**ENTRIES SUPPLIED**
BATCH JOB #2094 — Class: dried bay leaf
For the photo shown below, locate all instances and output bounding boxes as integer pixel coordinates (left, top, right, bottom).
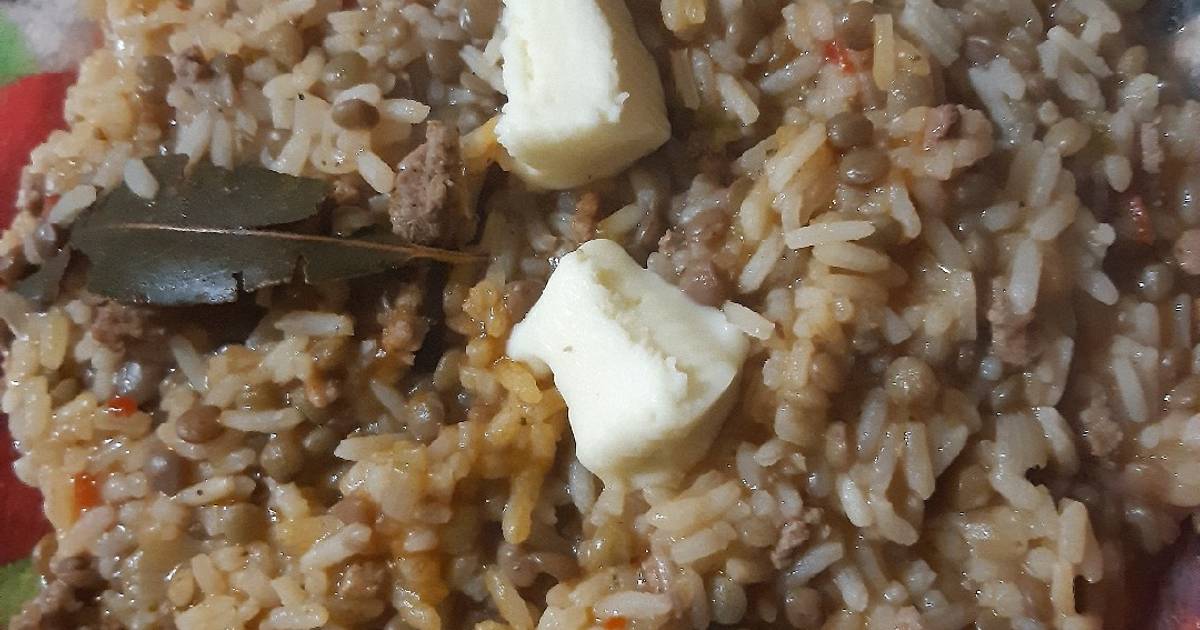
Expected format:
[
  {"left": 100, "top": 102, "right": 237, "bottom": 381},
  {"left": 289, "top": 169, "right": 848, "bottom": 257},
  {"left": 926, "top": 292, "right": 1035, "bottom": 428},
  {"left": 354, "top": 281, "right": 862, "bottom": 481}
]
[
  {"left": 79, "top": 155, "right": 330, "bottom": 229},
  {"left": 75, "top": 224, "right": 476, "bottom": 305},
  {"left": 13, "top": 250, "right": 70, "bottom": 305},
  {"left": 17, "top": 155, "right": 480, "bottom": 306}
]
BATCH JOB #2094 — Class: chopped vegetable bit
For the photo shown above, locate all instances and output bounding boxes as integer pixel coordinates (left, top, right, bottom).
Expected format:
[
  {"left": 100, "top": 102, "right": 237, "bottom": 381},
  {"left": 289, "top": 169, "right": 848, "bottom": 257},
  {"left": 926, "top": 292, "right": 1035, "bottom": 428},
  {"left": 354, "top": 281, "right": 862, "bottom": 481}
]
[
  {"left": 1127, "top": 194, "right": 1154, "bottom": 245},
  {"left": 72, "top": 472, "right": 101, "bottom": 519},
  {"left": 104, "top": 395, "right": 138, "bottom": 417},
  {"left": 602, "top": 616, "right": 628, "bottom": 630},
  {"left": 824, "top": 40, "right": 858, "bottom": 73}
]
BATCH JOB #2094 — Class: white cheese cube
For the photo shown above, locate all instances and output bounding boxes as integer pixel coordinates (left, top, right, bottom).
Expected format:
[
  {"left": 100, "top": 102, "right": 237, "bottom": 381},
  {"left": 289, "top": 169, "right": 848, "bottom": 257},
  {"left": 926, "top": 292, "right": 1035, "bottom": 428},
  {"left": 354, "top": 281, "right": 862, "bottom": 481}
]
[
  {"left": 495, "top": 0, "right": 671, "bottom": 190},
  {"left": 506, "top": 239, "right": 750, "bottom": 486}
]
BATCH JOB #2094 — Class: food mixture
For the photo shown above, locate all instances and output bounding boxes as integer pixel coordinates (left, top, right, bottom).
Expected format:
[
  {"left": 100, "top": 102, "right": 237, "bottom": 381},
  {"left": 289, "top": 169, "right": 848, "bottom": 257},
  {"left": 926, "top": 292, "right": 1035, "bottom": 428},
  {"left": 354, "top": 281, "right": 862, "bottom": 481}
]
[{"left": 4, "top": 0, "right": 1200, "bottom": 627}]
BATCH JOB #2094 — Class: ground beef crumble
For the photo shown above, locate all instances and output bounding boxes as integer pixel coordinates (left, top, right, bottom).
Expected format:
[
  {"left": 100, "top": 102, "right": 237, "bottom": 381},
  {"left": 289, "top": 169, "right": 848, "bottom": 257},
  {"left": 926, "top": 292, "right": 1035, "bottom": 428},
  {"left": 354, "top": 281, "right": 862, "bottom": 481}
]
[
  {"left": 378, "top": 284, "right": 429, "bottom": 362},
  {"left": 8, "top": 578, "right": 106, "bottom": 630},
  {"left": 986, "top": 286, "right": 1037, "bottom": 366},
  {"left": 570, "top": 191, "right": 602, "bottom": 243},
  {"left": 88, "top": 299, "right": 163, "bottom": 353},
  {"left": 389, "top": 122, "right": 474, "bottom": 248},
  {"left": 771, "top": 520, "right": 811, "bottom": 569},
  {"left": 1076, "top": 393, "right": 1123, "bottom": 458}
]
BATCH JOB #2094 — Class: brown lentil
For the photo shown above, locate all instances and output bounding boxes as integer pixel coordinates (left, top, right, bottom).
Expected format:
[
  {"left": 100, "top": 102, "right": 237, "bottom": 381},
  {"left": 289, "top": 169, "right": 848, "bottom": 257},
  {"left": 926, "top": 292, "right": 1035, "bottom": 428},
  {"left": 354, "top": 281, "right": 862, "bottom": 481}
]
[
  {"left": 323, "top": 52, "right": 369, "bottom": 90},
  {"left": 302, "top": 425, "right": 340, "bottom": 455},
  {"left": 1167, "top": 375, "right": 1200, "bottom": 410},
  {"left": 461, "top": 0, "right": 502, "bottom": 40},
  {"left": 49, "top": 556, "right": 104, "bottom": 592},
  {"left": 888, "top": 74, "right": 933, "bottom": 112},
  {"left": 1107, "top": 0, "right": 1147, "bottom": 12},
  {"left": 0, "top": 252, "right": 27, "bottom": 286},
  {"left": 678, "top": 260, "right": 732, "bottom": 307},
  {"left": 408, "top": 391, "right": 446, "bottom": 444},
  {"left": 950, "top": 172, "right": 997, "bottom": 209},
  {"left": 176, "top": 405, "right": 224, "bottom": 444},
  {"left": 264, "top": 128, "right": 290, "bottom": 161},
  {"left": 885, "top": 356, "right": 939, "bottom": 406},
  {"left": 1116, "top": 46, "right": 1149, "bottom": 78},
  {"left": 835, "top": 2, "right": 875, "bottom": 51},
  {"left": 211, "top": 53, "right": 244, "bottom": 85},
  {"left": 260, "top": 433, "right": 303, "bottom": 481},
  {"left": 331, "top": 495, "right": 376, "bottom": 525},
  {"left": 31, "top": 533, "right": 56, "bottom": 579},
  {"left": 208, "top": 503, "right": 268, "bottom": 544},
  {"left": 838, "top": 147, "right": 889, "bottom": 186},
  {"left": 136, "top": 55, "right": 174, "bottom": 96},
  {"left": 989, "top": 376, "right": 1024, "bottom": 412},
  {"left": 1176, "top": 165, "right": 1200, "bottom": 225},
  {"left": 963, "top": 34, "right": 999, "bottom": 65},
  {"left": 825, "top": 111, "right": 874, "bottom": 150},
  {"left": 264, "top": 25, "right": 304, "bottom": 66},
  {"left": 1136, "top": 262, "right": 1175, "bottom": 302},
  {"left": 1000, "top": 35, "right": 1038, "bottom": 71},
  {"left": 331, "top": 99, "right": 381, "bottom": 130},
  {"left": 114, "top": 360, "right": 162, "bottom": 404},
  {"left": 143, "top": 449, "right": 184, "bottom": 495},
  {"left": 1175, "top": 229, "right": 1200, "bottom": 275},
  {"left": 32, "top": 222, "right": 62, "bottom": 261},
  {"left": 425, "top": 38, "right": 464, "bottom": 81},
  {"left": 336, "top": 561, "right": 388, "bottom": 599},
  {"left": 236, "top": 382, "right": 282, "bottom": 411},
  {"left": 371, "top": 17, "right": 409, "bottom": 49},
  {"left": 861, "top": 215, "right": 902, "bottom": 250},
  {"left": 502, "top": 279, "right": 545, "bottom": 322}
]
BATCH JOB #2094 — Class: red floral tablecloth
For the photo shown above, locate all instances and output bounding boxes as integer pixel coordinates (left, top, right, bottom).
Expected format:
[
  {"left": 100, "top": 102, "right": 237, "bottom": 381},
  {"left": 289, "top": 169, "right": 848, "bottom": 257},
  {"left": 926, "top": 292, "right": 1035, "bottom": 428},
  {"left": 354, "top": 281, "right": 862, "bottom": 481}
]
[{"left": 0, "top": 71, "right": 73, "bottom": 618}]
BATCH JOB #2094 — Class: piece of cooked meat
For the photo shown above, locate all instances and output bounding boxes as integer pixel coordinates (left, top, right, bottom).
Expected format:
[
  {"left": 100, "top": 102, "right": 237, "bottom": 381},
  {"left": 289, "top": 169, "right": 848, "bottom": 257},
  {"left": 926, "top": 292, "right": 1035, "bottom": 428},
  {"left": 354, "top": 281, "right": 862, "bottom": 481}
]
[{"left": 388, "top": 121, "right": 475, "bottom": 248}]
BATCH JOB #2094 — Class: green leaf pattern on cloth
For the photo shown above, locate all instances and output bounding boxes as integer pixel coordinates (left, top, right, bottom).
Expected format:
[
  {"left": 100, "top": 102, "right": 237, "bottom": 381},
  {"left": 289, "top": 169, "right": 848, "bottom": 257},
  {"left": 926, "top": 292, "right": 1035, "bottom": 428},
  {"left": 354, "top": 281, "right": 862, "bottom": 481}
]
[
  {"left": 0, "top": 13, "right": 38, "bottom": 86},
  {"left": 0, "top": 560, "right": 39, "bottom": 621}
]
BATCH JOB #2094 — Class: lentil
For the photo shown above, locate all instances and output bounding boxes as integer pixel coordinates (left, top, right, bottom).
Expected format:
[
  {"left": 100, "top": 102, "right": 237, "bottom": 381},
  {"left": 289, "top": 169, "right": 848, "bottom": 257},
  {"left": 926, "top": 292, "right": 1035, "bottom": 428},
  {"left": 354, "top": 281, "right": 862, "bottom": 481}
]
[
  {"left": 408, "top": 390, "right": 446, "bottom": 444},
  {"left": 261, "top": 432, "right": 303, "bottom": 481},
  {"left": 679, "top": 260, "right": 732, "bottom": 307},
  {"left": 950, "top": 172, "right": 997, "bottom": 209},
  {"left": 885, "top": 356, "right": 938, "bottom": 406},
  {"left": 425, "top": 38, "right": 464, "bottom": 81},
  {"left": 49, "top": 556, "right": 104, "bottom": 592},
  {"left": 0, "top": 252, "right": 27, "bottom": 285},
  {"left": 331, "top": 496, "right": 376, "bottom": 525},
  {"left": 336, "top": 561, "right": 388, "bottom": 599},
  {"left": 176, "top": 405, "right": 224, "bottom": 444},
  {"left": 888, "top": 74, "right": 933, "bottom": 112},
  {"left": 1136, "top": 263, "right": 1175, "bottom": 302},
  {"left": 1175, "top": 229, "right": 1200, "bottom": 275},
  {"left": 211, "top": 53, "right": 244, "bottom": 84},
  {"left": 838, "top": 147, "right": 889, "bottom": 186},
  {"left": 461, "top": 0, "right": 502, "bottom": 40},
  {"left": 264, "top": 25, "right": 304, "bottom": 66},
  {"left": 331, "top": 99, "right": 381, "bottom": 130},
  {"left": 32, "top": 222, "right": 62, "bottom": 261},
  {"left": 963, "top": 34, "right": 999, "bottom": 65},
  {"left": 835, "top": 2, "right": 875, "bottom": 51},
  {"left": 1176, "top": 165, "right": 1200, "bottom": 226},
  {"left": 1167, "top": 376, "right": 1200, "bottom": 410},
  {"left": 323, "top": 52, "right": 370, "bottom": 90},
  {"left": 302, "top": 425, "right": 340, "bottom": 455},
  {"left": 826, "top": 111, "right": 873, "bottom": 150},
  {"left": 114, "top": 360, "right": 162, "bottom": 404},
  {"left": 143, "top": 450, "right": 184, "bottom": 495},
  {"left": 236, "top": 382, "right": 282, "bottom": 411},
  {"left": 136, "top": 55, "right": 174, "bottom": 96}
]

==

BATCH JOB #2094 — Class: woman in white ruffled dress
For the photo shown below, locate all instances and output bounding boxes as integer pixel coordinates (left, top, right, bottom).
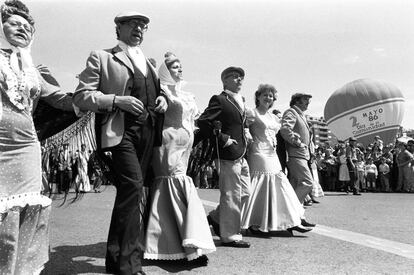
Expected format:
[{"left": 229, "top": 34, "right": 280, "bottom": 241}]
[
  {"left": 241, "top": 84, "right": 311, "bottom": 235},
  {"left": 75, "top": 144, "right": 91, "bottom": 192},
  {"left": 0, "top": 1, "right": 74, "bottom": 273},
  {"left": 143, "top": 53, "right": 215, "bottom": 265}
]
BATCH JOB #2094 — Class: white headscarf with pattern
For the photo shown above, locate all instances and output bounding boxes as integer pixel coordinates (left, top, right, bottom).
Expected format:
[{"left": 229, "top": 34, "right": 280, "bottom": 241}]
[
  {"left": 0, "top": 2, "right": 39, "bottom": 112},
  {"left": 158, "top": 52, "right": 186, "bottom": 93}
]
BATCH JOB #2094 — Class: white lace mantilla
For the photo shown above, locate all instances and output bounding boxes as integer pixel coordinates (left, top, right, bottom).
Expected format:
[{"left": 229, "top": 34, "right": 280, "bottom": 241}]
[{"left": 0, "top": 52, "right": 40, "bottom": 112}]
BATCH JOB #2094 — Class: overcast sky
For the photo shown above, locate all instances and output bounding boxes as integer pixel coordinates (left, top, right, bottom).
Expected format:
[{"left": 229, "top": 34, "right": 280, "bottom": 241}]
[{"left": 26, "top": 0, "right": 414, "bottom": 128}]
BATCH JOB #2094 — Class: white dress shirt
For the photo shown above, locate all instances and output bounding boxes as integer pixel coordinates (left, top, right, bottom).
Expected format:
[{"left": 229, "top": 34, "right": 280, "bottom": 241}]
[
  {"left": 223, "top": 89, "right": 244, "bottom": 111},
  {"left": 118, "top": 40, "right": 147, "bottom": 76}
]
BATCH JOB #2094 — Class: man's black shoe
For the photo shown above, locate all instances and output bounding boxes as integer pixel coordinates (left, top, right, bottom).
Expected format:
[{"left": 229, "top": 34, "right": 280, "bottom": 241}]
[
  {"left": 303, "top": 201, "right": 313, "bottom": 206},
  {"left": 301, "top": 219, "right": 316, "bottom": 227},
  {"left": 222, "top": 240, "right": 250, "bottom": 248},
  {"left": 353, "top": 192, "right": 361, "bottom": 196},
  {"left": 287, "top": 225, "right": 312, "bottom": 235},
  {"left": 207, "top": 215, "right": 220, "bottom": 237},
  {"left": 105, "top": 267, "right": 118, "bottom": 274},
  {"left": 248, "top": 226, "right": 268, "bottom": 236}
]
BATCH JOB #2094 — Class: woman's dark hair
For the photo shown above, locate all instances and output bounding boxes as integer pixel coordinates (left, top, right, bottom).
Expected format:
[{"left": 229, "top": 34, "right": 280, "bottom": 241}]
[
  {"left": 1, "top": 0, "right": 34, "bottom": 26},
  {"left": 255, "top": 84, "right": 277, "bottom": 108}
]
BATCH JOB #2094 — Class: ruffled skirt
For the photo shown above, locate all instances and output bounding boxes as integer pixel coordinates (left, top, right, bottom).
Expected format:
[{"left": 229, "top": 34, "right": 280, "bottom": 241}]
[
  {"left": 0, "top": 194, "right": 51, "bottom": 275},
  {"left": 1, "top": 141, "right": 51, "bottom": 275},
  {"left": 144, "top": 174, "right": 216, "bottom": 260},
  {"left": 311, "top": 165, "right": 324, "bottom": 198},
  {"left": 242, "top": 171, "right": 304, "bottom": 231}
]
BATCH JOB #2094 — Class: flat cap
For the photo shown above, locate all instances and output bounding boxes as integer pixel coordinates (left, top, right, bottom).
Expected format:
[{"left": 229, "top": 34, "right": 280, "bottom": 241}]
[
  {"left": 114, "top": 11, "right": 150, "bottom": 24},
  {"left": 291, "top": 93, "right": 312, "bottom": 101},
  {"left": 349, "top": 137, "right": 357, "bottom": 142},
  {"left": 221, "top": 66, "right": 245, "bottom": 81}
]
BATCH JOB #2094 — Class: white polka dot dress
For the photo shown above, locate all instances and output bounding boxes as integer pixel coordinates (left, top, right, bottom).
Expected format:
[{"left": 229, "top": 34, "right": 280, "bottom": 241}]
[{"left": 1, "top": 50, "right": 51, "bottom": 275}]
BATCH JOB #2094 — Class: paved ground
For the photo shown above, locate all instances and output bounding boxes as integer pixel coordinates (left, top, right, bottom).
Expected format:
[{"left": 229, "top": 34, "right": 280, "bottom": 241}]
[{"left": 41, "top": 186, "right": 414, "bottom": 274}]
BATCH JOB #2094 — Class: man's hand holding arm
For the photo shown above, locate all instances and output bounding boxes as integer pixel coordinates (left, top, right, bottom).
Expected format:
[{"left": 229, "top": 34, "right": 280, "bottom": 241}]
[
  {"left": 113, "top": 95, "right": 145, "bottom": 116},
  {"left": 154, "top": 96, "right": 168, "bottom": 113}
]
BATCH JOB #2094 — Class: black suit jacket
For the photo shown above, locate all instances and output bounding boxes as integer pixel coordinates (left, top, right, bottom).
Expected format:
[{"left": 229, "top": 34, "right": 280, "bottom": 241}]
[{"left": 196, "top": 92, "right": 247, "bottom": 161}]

==

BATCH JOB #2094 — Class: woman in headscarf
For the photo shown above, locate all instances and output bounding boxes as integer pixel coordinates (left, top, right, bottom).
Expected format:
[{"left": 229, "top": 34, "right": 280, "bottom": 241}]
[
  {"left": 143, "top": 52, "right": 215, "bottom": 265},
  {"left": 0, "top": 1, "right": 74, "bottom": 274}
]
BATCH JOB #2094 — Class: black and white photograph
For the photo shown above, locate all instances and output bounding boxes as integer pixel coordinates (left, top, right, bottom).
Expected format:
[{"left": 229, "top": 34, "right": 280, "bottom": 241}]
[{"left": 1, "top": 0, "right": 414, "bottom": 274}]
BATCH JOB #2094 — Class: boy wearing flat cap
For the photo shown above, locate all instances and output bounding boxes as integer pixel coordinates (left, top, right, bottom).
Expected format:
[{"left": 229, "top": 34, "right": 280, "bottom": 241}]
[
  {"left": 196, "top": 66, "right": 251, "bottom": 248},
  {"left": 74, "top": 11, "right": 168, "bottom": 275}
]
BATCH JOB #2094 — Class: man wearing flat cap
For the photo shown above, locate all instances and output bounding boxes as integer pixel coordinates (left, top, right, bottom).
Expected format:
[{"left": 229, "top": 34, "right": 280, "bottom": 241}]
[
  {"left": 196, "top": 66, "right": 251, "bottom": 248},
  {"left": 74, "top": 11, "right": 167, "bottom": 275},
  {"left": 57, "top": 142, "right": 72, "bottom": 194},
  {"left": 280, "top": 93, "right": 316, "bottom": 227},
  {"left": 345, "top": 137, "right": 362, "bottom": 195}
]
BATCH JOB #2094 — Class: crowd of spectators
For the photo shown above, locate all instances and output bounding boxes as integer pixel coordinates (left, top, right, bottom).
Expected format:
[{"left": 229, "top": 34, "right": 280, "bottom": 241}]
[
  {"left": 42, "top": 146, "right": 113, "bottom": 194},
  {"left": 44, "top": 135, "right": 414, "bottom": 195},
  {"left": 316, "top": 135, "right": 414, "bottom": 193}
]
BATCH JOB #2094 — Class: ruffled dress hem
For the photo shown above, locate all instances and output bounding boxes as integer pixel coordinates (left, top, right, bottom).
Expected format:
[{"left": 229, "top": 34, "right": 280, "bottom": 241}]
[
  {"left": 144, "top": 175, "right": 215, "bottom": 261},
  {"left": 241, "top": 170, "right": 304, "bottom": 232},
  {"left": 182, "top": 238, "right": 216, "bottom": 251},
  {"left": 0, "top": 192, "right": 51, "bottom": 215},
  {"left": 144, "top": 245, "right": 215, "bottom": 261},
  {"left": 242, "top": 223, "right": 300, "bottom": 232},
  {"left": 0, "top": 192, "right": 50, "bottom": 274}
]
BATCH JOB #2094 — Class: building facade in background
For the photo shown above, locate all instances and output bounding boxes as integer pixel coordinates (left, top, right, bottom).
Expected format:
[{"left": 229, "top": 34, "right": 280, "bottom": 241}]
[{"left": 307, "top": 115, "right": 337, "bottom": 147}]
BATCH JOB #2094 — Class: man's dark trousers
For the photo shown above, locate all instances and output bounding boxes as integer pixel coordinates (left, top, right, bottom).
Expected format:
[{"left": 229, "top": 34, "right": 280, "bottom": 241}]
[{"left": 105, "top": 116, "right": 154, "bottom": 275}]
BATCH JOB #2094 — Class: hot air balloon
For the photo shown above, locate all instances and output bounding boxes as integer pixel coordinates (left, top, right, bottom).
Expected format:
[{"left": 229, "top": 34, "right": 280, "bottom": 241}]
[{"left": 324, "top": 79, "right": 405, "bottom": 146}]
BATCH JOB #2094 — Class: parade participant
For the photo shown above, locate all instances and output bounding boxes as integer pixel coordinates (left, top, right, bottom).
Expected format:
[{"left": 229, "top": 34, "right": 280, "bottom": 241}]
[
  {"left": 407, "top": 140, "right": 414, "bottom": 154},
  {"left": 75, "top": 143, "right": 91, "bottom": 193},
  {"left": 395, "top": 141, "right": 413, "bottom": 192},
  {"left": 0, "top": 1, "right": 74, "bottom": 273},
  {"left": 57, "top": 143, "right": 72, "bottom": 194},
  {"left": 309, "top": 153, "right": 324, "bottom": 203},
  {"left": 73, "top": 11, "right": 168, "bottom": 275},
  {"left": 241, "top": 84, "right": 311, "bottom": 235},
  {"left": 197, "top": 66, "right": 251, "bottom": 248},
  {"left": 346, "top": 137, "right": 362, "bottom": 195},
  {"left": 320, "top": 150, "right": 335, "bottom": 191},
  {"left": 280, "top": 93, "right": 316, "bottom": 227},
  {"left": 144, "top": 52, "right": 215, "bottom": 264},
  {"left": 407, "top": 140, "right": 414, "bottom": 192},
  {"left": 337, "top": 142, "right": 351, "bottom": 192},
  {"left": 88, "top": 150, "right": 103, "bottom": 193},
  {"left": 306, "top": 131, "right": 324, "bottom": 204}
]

**WORK REQUIRED**
Spot every line in the entries that includes the word "dress", and copy each one out.

**RESULT OF THIS TASK**
BATCH JOB #2094 — Class: woman in white ruffled dress
BATCH JOB #2094 — Class: white dress shirt
BATCH JOB #2094 — Class: white polka dot dress
BATCH JOB #2094 — Class: ruffled dress hem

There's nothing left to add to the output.